------ Source passage

PIXXLY

Group hangs have an activation energy problem: someone has to plan something, and nobody wants to be that person. Pixxly eliminates the planning entirely. You type a theme — "bachelorette in Vegas," "graduation rooftop," "chaotic friend group" — and in seconds you have 10 punchy, themed photo challenges printed on a shareable digital receipt, ready to drop in the group chat. No signup, no prep, no awkward "so what are we doing" energy. It turns any gathering into an instant game, and the receipt format makes the whole thing feel like a keepsake worth screenshotting and posting. Built because the best parties aren't planned — they're generated.

First, the core generation loop: describing the input form, the AI prompt structure, and the receipt-style output card in a single session so MeDo could scaffold the full flow from input → loading → results. Second, the visual design pass: iterating on the receipt card's purple/black branding, emoji headers, funny stats block, and random footer messages through multi-turn chat — refining the aesthetic until it looked like something worth screenshotting rather than a generic output card. Third, the export layer: a focused session on converting the DOM receipt card into a downloadable image using the Canvas API, handling mobile dimensions and preserving all the styling. Each phase built on the last, with MeDo holding the full context of the app across turns.

------------
------ Material shown

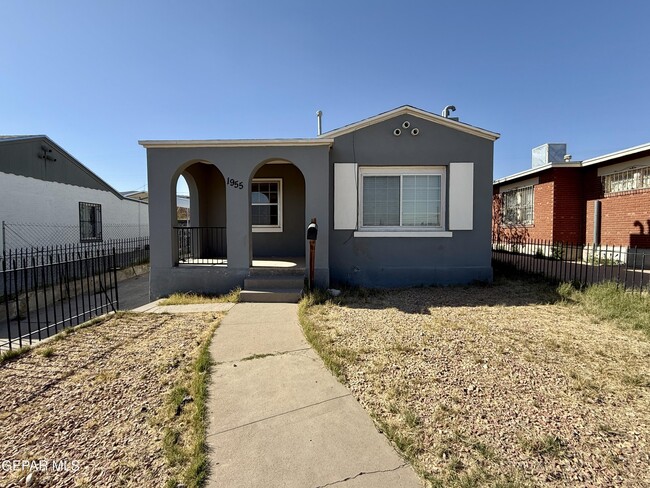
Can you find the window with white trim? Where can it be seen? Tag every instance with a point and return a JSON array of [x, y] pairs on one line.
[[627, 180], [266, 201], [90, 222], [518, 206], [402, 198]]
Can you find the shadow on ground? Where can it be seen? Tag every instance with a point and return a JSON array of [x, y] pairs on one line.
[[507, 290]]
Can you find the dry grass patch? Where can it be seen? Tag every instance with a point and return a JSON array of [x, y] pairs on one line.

------------
------ Material shown

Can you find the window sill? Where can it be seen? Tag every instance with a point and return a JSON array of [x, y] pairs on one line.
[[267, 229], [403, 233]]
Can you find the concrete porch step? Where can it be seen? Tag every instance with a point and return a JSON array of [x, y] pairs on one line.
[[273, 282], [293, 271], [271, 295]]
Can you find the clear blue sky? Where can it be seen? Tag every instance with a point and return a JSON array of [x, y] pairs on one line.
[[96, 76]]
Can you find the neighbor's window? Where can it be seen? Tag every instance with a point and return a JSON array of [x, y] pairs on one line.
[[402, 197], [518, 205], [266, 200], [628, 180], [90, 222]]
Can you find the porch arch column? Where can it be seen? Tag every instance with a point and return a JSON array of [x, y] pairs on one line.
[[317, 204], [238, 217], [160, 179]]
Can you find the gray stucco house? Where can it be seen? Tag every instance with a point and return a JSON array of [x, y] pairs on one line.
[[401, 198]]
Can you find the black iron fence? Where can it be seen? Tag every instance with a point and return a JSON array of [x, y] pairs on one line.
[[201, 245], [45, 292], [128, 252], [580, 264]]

------------
------ Material shown

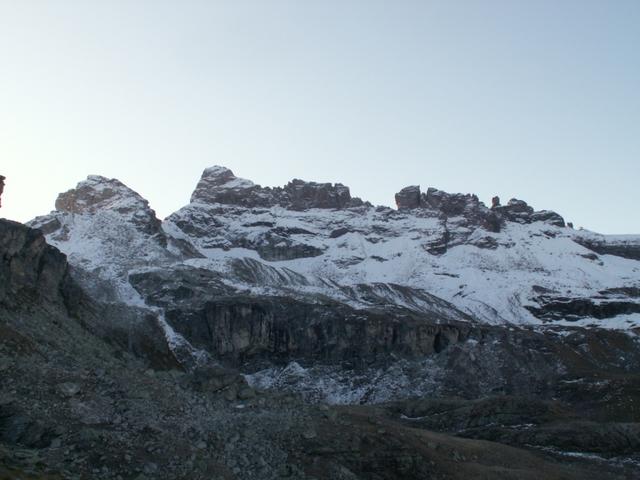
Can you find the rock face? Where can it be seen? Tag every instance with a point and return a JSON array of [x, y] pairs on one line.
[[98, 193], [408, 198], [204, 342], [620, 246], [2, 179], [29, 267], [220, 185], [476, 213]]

------------

## What you need to do
1. Answer these questions from the Pixxly write-up, one line each:
(a) How many photo challenges does Pixxly generate from a typed theme?
(b) Which API was used to turn the receipt card into a downloadable image?
(c) What colors make up the receipt card's branding?
2. Continue the Pixxly write-up, starting after its final sentence.

## Answers below
1.
(a) 10
(b) The Canvas API
(c) Purple and black

2.
The most impressive feature MeDo helped me implement

The receipt card export. Getting a styled HTML/CSS component — with gradients, emoji, multi-column stats, and custom typography — to render faithfully as a downloadable image is notoriously fiddly. MeDo generated the full Canvas-based export pipeline: capturing the receipt element, scaling for high-DPI mobile screens, preserving the purple/black color scheme, and triggering the download — all without breaking the live display. The result is an image that looks like something a designer made, not a screenshot of a web app. That's the thing that makes Pixxly shareable rather than just functional.

Plugins or API integrations

Pixxly uses an LLM API call at its core — the theme, participant count, and optional description are packaged into a structured prompt that returns a JSON object with the hunt title, emoji, all 10 challenge prompts, and footer message in one shot. Requesting structured JSON (rather than freeform text) was key: it let MeDo wire the response directly into the receipt card renderer without any parsing fragility. On the client side, the Canvas API handles image export, and localStorage maintains session state so the receipt survives a page refresh without a backend. The whole stack is serverless — just a deployed frontend making a direct API call — which means zero cold starts and instant load times for a tool people open mid-party.